物件の取得費や工事費などで当初借入がある場合は更に利益は減ります。
どの飲食でも人件費が高く付きますが、お好み焼き屋の場合には家族経営であれば人件費は更に下げる事も可能ですし、顧客が調理をする形態であればもう少し人件費を抑える事も出来るでしょう。
原価は25%で計算しましたが、20%~の原価率でやっているお好み焼き屋は沢山あります。
また季節によって売り上げもバラつきが出るため、季節ものやサイドメニューの工夫をする等も必要になってきます。
お好み焼きは飲食の中でも利益が出やすい業態ではありますが、難点を挙げるとすれば回転率の悪さです。
その為どれだけ客単価を上げられるかも重要になってきます。
計算では客単価1800で計算をしましたが出来れば単価2500~3000を目指したい所。
またサイドメニューやトッピングを豊富にしたり、夜メニューを変える・アルコールやテイクアウトを充実させる方法もあります。
他にも原価率の低いアルコールやソフトドリンクを提供したり店内POPを目立つようにする・お好み焼きに限らず他の鉄板ものも併せて販売する・来店客へのクーポンチラシやDMを送る等、細かい店内の仕様にはやれる事は沢山あります。
またお好み焼きは油を使うので特に女性客の取り込みが難しい場合もあります。
臭いをなるべく付着させずに調理する工夫や見た目の工夫・野菜を多めに取り入れたメニューやイベント性の演出等も必要になってきます。
女性客を増やす事で口コミから客数が増える事もありますし、デザート系やドリンクのオーダーが増えるので客単価が上がる事もあり、女性客の取り込みも大切です。
お好み焼き屋の開業当初においては他店との差別化も考え、どのようにリピーターを確保していくのか、常に集客を試行錯誤しながら模索していく事になります。

───

◆ 取り組む課題 ◆
**a)** お好み焼き屋についての文章によると、女性客の取り込みはなぜ大切なのですか。1〜3文で説明してください。
**b)** お好み焼き屋についての文章から、「他にも原価率の低いアルコール」を含む語句で始まり「ら模索していく事になります。」で終わる部分を、一字一句そのまま書き写してください。
**c)** お好み焼き屋についての文章の内容と、次の記述は合っていますか。それぞれ「はい」か「いいえ」で答え、判断の根拠となる本文の語句をそのまま引用してください。
(i) 計算に用いた客単価は1800である。
(ii) お好み焼きは回転率の良い業態である。
(iii) 20%台の原価率で営業しているお好み焼き屋は少ない。

───

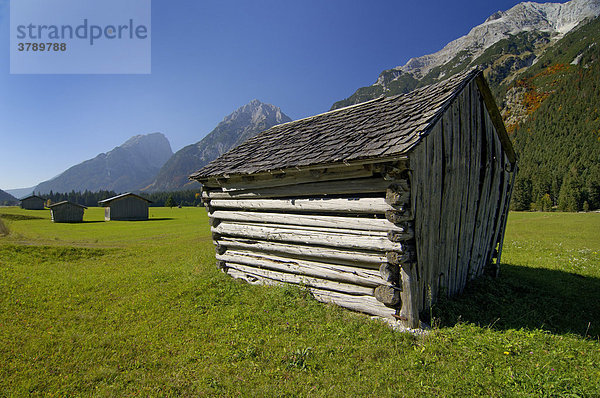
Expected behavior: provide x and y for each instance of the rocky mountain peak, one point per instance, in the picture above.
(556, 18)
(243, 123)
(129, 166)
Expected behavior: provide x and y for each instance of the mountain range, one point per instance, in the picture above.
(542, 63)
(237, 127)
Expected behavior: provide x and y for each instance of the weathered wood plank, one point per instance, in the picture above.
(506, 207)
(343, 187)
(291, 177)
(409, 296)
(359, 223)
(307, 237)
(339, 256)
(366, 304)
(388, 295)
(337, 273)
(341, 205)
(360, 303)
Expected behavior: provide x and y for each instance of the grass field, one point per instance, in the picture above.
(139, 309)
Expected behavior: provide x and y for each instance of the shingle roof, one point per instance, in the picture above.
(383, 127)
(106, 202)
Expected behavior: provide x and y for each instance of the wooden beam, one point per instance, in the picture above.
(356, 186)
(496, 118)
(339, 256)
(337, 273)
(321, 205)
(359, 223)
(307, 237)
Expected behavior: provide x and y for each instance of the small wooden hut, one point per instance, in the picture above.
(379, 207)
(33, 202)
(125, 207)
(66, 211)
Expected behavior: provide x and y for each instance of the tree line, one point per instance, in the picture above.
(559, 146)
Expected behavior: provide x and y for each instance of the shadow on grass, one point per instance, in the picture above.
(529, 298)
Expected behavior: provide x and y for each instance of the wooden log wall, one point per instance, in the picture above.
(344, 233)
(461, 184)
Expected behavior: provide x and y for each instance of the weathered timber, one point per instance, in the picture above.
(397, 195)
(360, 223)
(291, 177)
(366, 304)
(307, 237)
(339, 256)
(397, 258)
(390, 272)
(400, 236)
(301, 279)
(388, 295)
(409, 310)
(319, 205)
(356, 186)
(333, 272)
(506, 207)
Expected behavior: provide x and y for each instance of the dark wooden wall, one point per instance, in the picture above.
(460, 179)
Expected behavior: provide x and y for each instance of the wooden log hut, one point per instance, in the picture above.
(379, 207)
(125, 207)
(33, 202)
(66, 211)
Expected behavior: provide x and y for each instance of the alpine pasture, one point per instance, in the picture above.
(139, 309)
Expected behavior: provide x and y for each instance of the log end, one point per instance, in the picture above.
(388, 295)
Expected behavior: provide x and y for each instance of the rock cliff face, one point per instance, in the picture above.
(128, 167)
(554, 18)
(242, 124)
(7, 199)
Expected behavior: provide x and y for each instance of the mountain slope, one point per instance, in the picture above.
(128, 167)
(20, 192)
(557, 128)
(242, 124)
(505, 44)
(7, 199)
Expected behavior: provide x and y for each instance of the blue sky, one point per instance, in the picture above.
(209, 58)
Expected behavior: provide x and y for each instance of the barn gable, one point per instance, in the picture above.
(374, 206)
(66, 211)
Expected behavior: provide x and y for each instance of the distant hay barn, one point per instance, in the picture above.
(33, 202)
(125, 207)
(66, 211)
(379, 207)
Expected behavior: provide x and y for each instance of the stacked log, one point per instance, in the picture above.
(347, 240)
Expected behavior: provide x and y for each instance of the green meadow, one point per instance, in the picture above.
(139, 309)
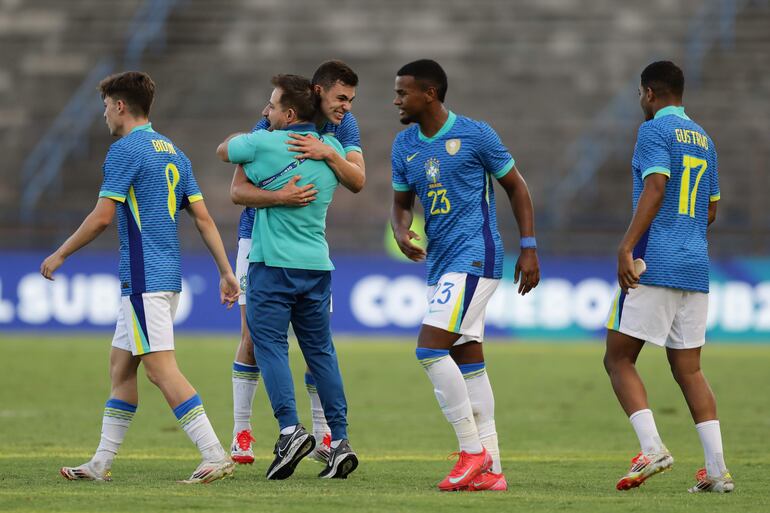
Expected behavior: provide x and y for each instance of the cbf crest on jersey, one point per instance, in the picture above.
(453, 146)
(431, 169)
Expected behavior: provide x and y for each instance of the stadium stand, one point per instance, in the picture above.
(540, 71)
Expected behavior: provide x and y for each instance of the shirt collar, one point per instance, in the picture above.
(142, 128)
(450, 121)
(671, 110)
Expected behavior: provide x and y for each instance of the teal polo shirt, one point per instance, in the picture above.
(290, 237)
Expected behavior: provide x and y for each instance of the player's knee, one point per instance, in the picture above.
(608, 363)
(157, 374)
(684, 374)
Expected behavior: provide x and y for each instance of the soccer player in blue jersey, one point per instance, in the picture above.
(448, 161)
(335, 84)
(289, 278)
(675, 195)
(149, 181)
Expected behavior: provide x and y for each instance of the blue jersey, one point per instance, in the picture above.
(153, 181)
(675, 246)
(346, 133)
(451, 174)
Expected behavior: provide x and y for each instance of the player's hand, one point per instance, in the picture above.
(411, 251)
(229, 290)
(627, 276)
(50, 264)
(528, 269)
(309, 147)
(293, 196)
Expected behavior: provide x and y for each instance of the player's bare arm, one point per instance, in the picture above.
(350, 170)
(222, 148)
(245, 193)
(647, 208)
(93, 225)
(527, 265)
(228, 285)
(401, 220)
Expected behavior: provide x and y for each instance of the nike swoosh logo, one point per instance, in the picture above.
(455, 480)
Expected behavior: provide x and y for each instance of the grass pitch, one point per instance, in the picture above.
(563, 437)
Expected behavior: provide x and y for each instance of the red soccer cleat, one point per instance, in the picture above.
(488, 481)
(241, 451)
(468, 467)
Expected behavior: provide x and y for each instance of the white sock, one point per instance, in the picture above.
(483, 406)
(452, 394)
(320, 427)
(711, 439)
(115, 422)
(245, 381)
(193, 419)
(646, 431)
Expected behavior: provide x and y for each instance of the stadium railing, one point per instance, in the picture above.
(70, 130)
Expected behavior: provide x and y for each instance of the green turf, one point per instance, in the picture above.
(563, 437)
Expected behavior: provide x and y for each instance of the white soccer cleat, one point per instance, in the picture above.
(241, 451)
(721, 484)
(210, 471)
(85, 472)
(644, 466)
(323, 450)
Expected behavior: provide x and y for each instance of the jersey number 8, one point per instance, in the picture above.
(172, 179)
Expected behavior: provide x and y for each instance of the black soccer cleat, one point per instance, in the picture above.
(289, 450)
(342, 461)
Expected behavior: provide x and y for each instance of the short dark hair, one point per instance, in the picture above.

───

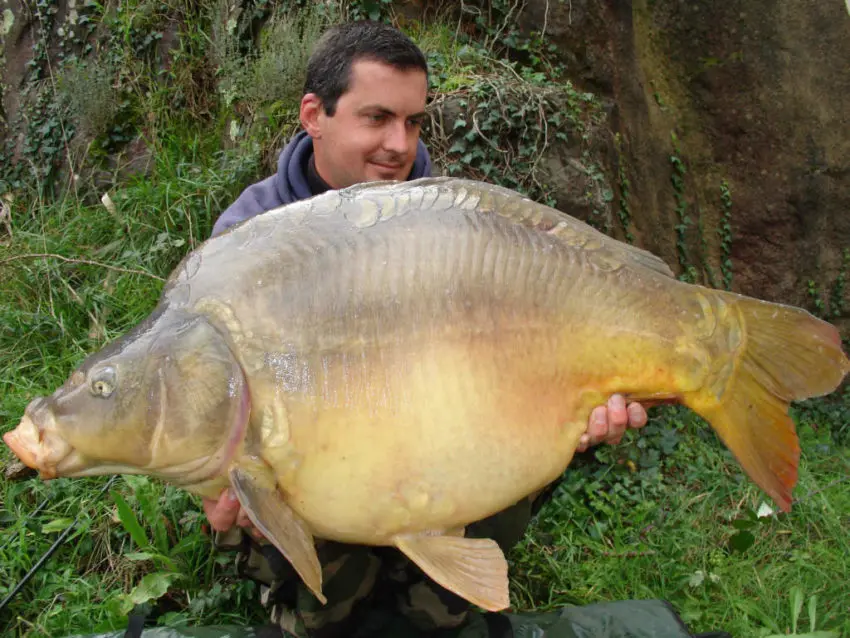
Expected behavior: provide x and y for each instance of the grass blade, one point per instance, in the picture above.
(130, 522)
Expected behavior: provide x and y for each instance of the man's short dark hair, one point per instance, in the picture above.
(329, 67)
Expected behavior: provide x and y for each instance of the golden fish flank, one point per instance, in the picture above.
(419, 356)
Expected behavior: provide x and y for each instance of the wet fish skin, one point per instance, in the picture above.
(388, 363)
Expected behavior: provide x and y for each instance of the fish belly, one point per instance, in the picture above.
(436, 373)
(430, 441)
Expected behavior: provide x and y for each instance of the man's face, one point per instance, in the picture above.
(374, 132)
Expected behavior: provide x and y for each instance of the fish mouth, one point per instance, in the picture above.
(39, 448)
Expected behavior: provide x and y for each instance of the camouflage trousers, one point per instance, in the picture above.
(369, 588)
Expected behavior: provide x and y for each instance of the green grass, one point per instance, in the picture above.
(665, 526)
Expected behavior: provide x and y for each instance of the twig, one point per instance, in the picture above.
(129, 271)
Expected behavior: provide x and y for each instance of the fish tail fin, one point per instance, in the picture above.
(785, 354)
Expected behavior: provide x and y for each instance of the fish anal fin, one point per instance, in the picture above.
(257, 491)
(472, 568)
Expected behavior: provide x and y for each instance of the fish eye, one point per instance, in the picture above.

───

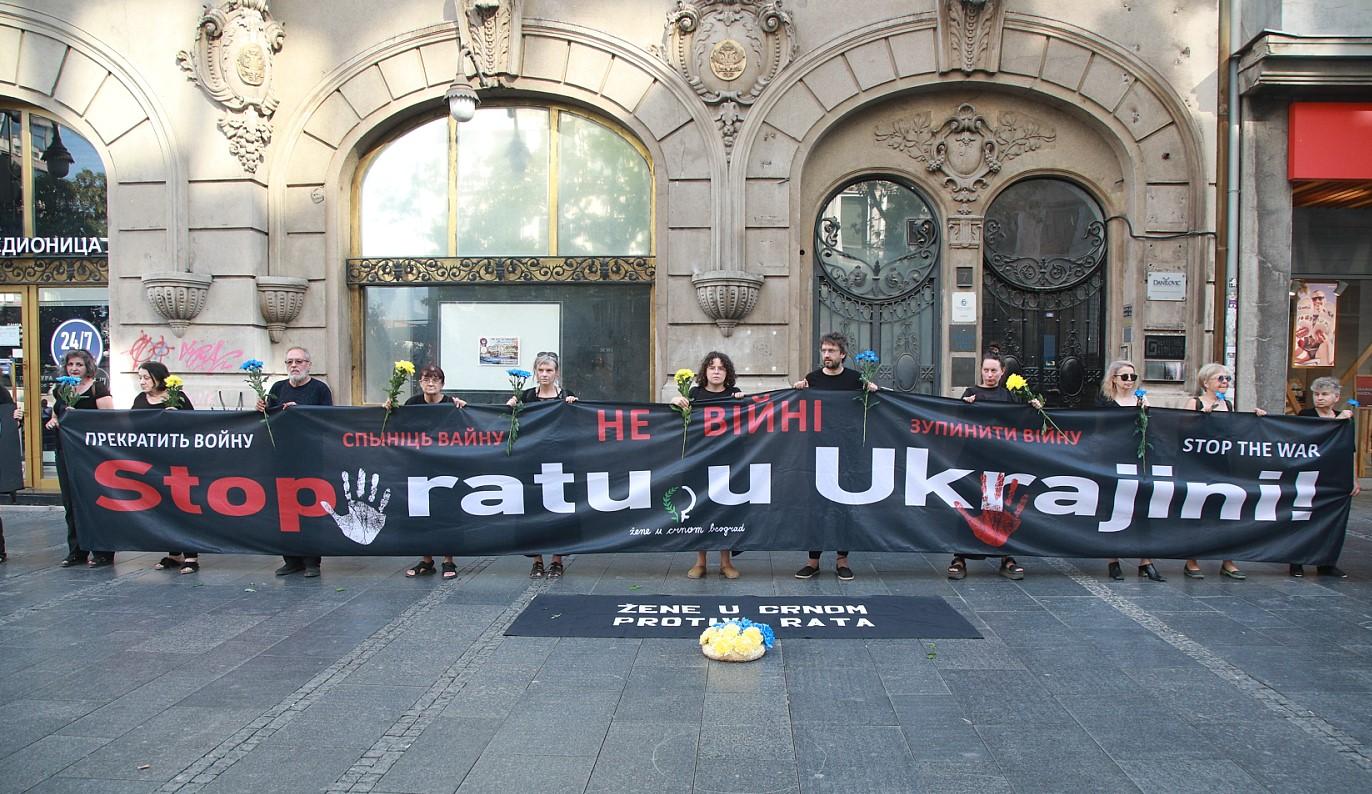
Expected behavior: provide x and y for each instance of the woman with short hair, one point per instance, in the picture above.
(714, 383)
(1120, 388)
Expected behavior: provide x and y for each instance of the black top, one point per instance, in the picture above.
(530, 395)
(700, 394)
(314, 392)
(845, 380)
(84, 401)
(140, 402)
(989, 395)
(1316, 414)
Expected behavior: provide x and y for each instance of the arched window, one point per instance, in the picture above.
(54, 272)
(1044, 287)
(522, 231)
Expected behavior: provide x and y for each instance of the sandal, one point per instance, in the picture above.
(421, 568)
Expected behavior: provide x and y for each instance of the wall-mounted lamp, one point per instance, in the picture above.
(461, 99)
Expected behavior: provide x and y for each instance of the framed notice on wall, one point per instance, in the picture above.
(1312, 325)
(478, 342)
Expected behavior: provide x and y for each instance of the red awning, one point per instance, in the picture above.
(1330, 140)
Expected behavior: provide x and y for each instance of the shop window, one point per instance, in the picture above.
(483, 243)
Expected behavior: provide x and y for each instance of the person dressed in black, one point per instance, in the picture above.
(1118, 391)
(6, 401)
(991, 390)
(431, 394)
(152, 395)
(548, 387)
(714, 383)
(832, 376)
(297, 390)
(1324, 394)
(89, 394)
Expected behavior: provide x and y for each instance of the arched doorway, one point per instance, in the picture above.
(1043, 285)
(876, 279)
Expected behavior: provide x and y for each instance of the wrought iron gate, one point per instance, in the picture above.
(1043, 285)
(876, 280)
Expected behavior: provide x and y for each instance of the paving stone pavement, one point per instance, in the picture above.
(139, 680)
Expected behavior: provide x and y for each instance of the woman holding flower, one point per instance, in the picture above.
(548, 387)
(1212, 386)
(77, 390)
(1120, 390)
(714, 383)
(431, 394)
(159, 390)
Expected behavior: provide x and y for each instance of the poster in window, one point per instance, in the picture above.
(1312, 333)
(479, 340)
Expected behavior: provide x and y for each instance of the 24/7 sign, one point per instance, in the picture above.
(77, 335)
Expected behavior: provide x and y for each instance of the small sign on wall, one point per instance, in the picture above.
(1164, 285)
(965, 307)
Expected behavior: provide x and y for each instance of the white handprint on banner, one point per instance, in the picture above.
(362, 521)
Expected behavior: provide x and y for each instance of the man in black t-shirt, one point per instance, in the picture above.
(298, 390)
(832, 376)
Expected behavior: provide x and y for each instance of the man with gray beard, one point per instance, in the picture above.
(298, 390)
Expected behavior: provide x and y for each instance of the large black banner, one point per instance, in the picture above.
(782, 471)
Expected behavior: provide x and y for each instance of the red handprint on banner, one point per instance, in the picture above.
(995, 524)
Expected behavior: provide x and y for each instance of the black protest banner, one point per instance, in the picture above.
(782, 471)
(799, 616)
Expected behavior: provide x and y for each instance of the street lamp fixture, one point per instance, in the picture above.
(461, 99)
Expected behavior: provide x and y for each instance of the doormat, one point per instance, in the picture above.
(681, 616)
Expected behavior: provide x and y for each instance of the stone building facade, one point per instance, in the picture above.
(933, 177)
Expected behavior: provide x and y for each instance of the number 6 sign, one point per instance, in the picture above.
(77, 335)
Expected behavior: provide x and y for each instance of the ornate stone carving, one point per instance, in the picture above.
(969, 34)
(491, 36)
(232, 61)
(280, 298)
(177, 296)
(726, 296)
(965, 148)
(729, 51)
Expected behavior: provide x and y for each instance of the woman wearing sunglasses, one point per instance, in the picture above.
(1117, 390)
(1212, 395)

───

◆ 解答 ◆
**a)** 女性客が増えると、口コミから客数が増えることがあるからです。また、デザート系やドリンクの注文が増えるので、客単価が上がることもあるからです。

**b)**
他にも原価率の低いアルコールやソフトドリンクを提供したり店内POPを目立つようにする・お好み焼きに限らず他の鉄板ものも併せて販売する・来店客へのクーポンチラシやDMを送る等、細かい店内の仕様にはやれる事は沢山あります。
またお好み焼きは油を使うので特に女性客の取り込みが難しい場合もあります。
臭いをなるべく付着させずに調理する工夫や見た目の工夫・野菜を多めに取り入れたメニューやイベント性の演出等も必要になってきます。
女性客を増やす事で口コミから客数が増える事もありますし、デザート系やドリンクのオーダーが増えるので客単価が上がる事もあり、女性客の取り込みも大切です。
お好み焼き屋の開業当初においては他店との差別化も考え、どのようにリピーターを確保していくのか、常に集客を試行錯誤しながら模索していく事になります。

**c)**
(i) はい。「計算では客単価1800で計算をしましたが」
(ii) いいえ。「難点を挙げるとすれば回転率の悪さです」
(iii) いいえ。「20%~の原価率でやっているお好み焼き屋は沢山あります」